**Exercise tasks:**
(1) Set down, word for word, the stretch of the Drill issue #755 thread from "Thanks, @vrozov. I'll" through "expensive operation.".
(2) In the Drill issue #755 thread, which pull request does kkhatua want merged into Apache before doing a rebase?

[GitHub] drill issue #755: DRILL-5270: Improve loading of profiles listing in the Web...

2018-03-14 Thread kkhatua
Github user kkhatua commented on the issue:

https://github.com/apache/drill/pull/755
  
Holding off to do a rebase once @vrozov 's PR #1163 (DRILL-6053) goes into 
Apache.


---


[GitHub] drill issue #755: DRILL-5270: Improve loading of profiles listing in the Web...

2018-03-02 Thread kkhatua
Github user kkhatua commented on the issue:

https://github.com/apache/drill/pull/755
  
Thanks, @vrozov. I'll make use of a separate lock for read-only purpose in 
case of `#1`.
For `#2`, I need to construct a size-limited ordered set from a list of 
unordered elements.
In this case, the elements (i.e. profiles) need to be ordered by file-name, 
which is a 1:1 mapping function of the start time epoch for the query.
So, I need to be able to add to such a datastructure in `O(log(n))` time, 
remove in `O(1)` and iterate through it in sequence. So, my puts are the most 
expensive operation.

**Supplied material:**
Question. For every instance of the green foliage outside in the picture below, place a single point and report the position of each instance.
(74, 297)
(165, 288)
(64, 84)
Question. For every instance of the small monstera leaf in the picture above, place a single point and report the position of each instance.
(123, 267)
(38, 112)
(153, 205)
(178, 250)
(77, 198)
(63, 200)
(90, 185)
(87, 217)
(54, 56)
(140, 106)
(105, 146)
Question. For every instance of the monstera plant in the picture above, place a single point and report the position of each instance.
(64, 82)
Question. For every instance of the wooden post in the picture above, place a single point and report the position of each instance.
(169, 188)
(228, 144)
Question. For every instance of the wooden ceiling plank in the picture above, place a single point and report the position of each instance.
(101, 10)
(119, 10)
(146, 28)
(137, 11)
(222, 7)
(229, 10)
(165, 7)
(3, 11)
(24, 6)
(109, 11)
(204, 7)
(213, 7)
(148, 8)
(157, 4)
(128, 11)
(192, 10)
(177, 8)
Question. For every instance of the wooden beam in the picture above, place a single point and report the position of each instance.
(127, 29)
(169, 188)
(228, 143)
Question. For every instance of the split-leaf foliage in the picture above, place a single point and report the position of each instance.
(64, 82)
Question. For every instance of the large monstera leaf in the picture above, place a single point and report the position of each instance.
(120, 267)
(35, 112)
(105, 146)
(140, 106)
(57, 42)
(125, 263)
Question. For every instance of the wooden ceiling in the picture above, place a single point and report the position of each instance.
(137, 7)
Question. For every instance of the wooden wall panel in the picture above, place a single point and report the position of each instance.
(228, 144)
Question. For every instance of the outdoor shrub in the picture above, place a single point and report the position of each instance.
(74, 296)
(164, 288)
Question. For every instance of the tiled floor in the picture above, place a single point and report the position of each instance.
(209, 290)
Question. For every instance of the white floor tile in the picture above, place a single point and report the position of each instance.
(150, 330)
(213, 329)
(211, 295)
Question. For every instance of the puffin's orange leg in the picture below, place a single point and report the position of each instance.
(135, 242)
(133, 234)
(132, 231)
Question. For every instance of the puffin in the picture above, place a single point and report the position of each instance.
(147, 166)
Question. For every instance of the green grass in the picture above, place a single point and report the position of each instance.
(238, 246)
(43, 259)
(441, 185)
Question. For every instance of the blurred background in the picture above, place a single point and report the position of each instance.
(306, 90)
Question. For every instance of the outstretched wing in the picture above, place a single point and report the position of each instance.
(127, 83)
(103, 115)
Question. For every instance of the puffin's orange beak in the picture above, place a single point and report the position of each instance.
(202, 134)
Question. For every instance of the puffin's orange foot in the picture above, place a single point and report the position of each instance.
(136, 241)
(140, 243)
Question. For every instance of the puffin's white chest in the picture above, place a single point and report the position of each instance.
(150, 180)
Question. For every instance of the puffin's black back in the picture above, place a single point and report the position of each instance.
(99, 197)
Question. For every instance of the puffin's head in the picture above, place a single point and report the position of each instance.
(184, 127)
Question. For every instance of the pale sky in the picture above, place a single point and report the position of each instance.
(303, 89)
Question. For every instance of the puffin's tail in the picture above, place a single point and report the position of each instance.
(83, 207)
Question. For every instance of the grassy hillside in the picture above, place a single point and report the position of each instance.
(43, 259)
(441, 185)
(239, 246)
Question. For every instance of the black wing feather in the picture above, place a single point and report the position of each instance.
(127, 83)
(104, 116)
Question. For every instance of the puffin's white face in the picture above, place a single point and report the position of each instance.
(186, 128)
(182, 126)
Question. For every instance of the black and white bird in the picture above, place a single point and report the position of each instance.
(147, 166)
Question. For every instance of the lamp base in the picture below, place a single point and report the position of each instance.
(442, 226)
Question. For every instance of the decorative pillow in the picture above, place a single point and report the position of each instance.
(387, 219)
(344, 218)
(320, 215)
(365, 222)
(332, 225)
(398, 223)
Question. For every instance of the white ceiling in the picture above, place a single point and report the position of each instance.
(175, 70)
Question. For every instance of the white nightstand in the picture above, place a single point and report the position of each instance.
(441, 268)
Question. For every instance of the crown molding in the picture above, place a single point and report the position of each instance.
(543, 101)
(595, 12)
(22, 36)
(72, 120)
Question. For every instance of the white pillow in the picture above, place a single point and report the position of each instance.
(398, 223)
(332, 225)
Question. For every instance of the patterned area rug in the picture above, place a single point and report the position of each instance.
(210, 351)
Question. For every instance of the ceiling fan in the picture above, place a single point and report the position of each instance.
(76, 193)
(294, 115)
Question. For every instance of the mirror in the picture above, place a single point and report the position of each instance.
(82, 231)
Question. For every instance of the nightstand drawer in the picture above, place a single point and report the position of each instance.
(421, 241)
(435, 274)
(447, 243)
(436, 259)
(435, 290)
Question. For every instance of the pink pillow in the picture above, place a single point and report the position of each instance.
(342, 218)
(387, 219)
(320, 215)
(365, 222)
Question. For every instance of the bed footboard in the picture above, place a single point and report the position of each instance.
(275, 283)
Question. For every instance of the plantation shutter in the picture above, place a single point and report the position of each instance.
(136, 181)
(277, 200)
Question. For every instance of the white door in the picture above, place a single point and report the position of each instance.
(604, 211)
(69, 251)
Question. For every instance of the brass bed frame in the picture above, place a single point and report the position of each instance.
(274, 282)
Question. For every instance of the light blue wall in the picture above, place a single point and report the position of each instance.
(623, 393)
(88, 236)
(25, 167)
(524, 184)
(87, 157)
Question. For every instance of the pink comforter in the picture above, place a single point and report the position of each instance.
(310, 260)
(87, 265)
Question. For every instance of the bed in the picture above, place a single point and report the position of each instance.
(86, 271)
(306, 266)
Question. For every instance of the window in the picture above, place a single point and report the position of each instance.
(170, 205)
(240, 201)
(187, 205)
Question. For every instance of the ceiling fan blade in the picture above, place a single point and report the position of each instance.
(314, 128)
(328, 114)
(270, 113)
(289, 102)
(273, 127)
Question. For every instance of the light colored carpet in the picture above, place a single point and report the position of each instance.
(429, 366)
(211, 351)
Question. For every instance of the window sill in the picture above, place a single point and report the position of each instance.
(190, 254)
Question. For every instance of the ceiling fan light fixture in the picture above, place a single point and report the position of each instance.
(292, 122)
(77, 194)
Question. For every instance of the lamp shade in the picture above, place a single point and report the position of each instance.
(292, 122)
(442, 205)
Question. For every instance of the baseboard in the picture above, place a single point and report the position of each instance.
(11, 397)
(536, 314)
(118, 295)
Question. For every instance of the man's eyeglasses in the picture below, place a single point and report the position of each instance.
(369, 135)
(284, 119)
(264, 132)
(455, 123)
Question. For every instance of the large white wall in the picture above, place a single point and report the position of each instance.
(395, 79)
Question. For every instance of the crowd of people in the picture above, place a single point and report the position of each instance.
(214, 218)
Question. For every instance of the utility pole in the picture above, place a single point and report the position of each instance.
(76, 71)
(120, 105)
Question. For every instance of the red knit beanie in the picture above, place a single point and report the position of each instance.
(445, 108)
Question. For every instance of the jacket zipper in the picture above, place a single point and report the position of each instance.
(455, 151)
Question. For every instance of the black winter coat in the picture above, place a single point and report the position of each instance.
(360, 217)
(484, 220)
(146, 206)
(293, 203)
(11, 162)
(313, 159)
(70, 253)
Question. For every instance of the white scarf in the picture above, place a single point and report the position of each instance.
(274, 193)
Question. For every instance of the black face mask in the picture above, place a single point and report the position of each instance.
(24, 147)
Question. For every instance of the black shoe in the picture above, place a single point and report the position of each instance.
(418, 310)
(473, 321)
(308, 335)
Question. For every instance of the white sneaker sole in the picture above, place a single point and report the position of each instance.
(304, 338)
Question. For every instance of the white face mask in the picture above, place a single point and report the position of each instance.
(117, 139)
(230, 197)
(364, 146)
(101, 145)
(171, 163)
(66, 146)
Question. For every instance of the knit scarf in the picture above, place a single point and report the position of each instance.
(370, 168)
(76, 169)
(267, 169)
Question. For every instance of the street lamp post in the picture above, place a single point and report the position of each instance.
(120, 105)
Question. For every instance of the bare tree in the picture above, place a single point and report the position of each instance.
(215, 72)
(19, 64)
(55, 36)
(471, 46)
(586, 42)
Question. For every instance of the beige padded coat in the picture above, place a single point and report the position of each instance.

**Exercise answers:**
(1)
Thanks, @vrozov. I'll make use of a separate lock for read-only purpose in 
case of `#1`.
For `#2`, I need to construct a size-limited ordered set from a list of 
unordered elements.
In this case, the elements (i.e. profiles) need to be ordered by file-name, 
which is a 1:1 mapping function of the start time epoch for the query.
So, I need to be able to add to such a datastructure in `O(log(n))` time, 
remove in `O(1)` and iterate through it in sequence. So, my puts are the most 
expensive operation.

(2) @vrozov's PR #1163 (DRILL-6053).